-- BRIEF A --
According to the tilefish thread, how much did the record Blueline Tilefish weigh?
-- BRIEF B --
Copy word for word the part of the tilefish thread that begins with the words containing "Weight: 18 pounds" and ends with "angler Doug Deese.".

PASSAGE PROVIDED start

# World Record Tile Fish Caught on Jil Carrie



## catman (May 28, 2001)

Man there growing them big off of Va Beach. Can't wait for my trip on May 5th.

Details on new IGFA World Record and new VA State Record Blueline Tilefish:

Date Caught: 3/10/07
Overall Length: 35"
Fork Length: 33 1/4"
Girth: 20.5"
Weight: 18 pounds 10 ounces
Bait: Squid
Rod: Penn
Reel: Shimano Torium 30
Line: Power Pro 50#
Angler: Mr. Doug Deese
Hometown: Hampton, VA
Telephone Contact: (757) 826-4171

This fish was caught aboard the charter fishing vessel Jil Carrie with Capt. Jim Brincefield at the helm. Boat departed the wharf at Long Bay Pointe Bait & Tackle, Lynnhaven, Virginia Beach, VA for offshore wreck fishing.

Congrats to Capt Jim and the lucky angler Doug Deese.

George


----------



## catman (May 28, 2001)

*Photo Of World Record Tile Fish*


----------



## hengstthomas (Mar 11, 2006)

NICE fish...Thanks for the report ! I cant wait either


----------



## catman (May 28, 2001)

hengstthomas said:


> NICE fish...Thanks for the report ! I cant wait either


At least it'll be nice to know that another potential record could be in the waters we'll be fishing.


----------



## RuddeDogg (Mar 20, 2004)

*Awesome*

Congrats on the catch. :beer: :beer: :beer: :beer:


----------

PASSAGE PROVIDED end
MATERIAL PROVIDED start

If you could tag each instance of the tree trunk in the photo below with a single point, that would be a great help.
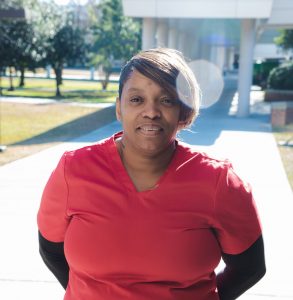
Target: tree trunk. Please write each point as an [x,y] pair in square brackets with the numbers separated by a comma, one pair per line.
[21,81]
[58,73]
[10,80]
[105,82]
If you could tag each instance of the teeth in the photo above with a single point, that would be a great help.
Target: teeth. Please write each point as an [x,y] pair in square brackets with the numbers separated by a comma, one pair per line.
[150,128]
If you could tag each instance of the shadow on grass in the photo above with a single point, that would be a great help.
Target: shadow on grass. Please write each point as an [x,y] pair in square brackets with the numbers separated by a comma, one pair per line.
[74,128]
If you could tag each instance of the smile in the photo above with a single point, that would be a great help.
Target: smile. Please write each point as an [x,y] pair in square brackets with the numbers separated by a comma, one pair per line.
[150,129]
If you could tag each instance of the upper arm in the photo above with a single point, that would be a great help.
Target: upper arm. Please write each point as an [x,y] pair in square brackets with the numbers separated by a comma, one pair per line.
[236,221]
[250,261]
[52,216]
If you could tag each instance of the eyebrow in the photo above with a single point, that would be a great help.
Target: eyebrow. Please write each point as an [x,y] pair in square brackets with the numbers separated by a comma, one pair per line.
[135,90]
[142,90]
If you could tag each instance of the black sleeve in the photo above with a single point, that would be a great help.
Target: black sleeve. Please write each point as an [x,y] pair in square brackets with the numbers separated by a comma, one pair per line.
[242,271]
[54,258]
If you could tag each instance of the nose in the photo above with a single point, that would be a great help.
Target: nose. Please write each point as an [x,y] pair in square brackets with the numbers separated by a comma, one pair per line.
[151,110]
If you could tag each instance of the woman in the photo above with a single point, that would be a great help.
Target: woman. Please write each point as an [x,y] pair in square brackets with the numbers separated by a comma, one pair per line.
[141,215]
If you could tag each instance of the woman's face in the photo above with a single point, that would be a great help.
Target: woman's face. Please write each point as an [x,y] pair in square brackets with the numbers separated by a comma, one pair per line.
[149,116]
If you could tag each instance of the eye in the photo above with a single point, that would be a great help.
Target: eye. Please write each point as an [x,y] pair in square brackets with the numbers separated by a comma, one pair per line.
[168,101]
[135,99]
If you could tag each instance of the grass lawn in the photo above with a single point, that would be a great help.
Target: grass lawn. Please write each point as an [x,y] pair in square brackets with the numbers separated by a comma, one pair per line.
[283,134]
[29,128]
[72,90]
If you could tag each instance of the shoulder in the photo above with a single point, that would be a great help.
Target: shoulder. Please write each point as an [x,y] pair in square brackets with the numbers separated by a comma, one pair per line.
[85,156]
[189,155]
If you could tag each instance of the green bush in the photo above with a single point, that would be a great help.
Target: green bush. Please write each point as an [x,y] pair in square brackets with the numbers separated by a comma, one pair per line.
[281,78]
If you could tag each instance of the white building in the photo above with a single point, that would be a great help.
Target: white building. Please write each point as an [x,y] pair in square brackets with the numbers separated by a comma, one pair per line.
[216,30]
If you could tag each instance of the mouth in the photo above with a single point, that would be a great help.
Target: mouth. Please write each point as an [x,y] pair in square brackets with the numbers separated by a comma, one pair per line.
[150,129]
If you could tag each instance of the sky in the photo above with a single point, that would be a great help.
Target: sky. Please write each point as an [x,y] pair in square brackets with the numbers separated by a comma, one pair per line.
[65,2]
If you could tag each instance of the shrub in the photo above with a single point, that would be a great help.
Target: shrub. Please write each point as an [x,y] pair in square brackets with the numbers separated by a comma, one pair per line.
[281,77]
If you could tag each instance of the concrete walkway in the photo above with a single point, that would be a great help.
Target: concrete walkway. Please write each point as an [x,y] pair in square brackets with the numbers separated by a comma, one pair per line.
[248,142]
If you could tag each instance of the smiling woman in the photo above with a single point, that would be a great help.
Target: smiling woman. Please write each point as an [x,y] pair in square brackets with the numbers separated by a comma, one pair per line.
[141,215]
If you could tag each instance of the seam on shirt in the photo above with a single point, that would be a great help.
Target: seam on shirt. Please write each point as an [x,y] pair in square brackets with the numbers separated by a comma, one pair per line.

MATERIAL PROVIDED end
MATERIAL PROVIDED start

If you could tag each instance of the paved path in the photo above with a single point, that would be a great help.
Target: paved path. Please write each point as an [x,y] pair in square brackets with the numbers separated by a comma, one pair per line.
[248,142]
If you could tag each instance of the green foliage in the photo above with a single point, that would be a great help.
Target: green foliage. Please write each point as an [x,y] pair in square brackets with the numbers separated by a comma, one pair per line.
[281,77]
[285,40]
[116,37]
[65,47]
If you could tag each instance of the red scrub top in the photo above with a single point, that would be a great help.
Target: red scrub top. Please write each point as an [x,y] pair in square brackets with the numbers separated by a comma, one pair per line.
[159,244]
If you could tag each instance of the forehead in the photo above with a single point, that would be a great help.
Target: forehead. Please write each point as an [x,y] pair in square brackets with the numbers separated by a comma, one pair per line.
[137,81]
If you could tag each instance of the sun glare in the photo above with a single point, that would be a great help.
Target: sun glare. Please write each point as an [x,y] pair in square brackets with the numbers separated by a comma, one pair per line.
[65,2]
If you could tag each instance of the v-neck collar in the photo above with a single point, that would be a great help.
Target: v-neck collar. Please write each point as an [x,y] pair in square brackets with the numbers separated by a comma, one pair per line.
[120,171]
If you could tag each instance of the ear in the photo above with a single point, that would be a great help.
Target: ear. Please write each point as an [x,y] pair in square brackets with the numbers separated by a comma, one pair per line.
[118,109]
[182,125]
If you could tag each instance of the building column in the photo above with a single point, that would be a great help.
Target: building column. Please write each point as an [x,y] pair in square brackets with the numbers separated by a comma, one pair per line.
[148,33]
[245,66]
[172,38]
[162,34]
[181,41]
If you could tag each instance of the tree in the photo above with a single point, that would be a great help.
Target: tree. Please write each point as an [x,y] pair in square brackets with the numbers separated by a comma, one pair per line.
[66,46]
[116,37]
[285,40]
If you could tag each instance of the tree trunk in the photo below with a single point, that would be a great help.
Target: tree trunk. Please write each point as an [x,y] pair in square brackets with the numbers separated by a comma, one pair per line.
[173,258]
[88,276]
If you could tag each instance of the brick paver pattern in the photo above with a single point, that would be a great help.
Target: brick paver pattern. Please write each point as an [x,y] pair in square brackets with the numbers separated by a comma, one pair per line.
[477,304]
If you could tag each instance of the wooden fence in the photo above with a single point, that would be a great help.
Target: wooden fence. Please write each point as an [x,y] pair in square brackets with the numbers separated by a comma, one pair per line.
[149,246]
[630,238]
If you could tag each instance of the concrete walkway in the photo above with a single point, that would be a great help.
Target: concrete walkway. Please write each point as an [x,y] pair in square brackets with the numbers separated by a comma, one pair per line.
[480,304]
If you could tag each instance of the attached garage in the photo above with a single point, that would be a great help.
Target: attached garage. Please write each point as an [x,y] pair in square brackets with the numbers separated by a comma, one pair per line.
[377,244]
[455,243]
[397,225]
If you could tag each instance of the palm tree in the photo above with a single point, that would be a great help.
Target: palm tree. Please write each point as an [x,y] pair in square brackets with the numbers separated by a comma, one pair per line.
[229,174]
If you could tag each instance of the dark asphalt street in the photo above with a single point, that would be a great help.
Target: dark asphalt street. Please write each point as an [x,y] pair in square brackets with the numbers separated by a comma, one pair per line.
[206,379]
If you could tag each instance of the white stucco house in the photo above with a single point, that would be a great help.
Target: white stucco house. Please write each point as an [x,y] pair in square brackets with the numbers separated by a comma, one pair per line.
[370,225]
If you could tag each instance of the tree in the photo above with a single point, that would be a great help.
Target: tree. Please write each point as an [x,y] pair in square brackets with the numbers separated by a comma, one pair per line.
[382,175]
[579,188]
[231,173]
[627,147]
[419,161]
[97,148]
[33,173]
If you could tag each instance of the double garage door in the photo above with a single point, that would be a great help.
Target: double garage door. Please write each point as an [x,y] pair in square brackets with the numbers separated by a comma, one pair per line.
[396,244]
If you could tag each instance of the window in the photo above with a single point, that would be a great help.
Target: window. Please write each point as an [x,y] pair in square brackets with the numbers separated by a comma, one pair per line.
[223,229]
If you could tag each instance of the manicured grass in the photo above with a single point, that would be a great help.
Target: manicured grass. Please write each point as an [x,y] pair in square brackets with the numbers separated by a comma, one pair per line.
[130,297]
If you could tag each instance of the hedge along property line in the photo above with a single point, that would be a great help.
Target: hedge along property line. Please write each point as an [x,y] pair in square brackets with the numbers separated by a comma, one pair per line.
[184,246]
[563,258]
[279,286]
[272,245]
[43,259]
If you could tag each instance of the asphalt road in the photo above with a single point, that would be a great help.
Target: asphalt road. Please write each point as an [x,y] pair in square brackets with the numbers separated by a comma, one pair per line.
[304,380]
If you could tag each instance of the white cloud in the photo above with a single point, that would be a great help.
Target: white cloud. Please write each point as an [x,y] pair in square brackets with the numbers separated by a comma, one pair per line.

MATERIAL PROVIDED end

-- WRITTEN SOLUTION A --
18 pounds 10 ounces

-- WRITTEN SOLUTION B --
Weight: 18 pounds 10 ounces
Bait: Squid
Rod: Penn
Reel: Shimano Torium 30
Line: Power Pro 50#
Angler: Mr. Doug Deese
Hometown: Hampton, VA
Telephone Contact: (757) 826-4171

This fish was caught aboard the charter fishing vessel Jil Carrie with Capt. Jim Brincefield at the helm. Boat departed the wharf at Long Bay Pointe Bait & Tackle, Lynnhaven, Virginia Beach, VA for offshore wreck fishing.

Congrats to Capt Jim and the lucky angler Doug Deese.